-- Start Supplied information --

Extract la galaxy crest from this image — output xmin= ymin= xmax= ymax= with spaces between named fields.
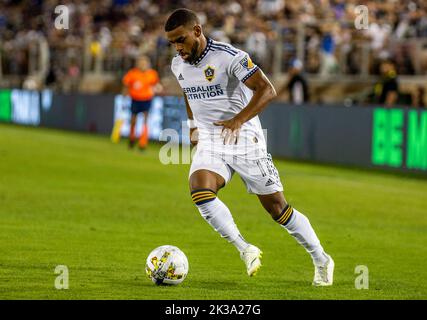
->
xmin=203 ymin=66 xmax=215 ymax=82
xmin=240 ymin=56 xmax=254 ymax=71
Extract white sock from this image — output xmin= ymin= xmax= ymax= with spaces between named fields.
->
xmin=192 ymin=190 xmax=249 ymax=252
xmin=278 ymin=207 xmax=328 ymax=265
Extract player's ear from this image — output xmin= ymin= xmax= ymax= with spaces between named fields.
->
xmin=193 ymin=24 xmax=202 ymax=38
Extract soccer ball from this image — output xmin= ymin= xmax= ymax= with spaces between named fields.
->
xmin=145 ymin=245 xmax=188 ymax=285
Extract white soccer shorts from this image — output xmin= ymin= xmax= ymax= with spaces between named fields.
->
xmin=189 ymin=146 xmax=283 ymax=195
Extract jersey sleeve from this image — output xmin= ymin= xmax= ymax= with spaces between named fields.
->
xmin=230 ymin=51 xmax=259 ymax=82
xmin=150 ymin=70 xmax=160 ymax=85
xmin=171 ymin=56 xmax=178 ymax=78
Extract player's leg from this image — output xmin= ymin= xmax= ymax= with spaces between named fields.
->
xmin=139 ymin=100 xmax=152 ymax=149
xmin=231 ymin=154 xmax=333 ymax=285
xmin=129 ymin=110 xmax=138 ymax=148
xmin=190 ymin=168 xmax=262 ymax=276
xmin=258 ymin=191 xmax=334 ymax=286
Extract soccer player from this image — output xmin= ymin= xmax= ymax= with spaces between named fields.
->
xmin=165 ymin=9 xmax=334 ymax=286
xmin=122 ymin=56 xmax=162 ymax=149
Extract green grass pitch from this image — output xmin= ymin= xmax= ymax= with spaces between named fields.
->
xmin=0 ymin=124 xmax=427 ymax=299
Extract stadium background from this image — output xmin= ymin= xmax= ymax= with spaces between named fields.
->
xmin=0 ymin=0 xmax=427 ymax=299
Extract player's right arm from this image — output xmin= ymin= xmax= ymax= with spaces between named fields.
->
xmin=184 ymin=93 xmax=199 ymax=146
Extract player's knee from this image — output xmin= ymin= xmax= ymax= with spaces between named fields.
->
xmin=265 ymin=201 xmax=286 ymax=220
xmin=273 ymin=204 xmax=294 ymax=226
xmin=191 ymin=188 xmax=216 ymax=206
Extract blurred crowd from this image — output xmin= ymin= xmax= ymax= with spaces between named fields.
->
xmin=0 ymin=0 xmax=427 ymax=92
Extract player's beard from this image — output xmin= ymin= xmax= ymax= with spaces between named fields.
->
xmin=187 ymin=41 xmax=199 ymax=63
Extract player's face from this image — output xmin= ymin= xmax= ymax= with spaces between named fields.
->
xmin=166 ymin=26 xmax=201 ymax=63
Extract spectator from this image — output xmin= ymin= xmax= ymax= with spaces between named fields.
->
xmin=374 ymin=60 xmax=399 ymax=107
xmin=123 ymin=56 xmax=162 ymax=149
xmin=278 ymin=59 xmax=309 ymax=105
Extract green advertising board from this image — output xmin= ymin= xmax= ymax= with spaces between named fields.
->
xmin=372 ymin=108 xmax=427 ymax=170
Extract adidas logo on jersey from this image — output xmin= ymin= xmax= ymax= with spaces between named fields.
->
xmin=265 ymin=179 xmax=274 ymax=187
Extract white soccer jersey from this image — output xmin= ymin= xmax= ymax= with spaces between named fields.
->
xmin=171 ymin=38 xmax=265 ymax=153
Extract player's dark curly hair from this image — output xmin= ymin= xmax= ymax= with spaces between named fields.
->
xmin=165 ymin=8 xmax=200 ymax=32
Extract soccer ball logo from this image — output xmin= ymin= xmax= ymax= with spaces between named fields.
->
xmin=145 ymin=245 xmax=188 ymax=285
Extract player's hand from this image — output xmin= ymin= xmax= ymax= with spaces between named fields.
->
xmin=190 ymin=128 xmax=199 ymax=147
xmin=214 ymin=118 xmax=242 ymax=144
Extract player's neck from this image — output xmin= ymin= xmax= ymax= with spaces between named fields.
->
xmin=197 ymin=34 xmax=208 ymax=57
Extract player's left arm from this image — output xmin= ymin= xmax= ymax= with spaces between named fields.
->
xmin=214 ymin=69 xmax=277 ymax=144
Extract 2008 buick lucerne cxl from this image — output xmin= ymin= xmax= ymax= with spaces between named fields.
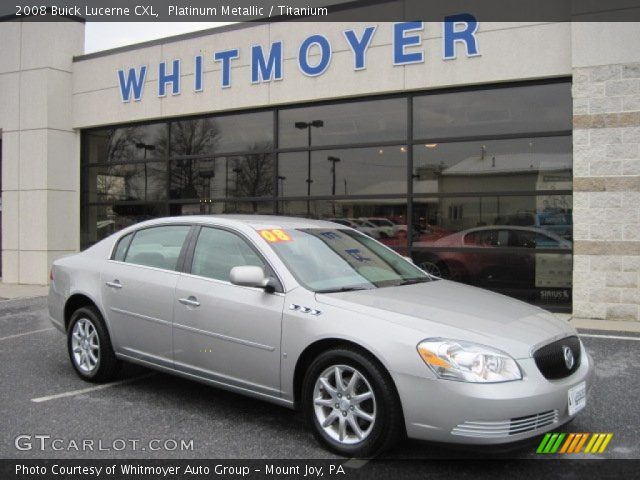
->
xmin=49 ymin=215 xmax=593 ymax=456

-- End Supplied information --

=== Work to complete ===
Report every line in the items above that contains the string "jersey", copying each one in full.

=== Written reply ===
Extract jersey sleeve from this image — output xmin= ymin= xmax= ymax= with spaces between named fields.
Extract adidas logo on jersey from this image — output xmin= ymin= xmax= ymax= with spaces between named fields.
Extract white soccer jersey from this image — output xmin= ymin= xmax= ymax= with spaces between named fields.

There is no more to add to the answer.